= WHAT THE EXERCISE ASKS =
Repeat the data below word for word.

= SUPPLIED RECORDS =
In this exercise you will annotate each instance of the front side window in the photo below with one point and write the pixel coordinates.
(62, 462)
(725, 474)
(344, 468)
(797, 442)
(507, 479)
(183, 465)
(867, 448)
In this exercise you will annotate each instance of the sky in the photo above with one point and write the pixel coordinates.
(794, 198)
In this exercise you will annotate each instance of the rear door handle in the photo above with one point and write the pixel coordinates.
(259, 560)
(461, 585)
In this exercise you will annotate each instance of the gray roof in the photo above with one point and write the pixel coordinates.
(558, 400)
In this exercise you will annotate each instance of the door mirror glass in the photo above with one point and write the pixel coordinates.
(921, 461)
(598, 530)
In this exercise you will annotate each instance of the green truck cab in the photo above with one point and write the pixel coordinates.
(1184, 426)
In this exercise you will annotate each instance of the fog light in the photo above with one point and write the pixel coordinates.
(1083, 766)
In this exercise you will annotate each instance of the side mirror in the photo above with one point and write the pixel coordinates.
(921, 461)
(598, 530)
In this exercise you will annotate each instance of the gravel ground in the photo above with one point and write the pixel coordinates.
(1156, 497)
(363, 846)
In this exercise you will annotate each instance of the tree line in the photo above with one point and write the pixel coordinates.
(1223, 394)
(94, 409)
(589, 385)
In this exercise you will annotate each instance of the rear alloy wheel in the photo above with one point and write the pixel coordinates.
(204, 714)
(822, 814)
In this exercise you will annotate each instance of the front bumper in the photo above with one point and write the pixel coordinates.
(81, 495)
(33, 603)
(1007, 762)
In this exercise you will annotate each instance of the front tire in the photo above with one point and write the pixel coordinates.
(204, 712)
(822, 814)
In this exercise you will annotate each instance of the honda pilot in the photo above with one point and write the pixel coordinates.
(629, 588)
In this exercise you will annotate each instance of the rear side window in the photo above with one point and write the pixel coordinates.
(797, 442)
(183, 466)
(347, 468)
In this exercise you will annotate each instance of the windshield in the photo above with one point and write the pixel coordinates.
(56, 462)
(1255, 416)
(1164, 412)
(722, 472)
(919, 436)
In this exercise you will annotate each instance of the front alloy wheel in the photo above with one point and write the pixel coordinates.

= PROBLEM SOLUTION =
In this exercise you will annotate each instance of the front side window in the photo below with one point and write the pixel coordinates.
(62, 462)
(725, 474)
(344, 468)
(797, 442)
(507, 479)
(183, 465)
(867, 448)
In this exercise you will annotate each instance of the sky in the photo above with one point and write the pixel coordinates.
(794, 198)
In this exercise you will annotate each instance of the rear door handle in the photo above with one point and write the pixel coordinates.
(259, 560)
(461, 585)
In this exercise you will annotate each instance of the gray roof in the photo above with one point and write the pixel coordinates.
(558, 400)
In this exercise you will annotate each instance of the door mirror glass in the photo above with one point and write the pixel coordinates.
(921, 461)
(598, 530)
In this exercise you will annotate each instance of the green truck cab in the photo above with one point and write the pixel coordinates.
(1184, 426)
In this exercise you will annotate each instance of the fog light in the photo above with one point and write the pixel coordinates.
(1083, 766)
In this exercise you will annotate each instance of the side mirror in the photo above with one point and write the pixel coordinates.
(921, 461)
(598, 530)
In this exercise you will annotate each instance of the gravel ground in the photo above with one point and write the pixel coordinates.
(1156, 497)
(363, 846)
In this exercise you will annotate each instance of the tree line in the photo above with one point and write the pixel coordinates.
(1223, 394)
(94, 409)
(589, 385)
In this exercise you will annotate each instance of the rear alloy wheel in the photo above with one point and write the pixel coordinates.
(204, 714)
(822, 814)
In this exercise you will annotate each instance of the front bumper in the photo above with one point and write the pixel coordinates.
(81, 495)
(33, 603)
(1007, 762)
In this exercise you will annotate each instance of the front tire in the photo above with one point and write the pixel coordinates.
(204, 712)
(822, 814)
In this exercise you will annotate each instance of the honda pilot in the photo above with one point and write the pixel coordinates.
(629, 588)
In this exercise you will annotate each instance of the rear side window in the photo above with one point and write the pixel coordinates.
(797, 442)
(183, 466)
(347, 468)
In this exercise you will annotate each instance of the windshield in the photo above with one point and write the pixel coordinates.
(56, 462)
(1255, 416)
(1164, 412)
(722, 472)
(919, 436)
In this exercise you will annotate each instance of the front alloy wheel in the photo above with one point and write the pixel coordinates.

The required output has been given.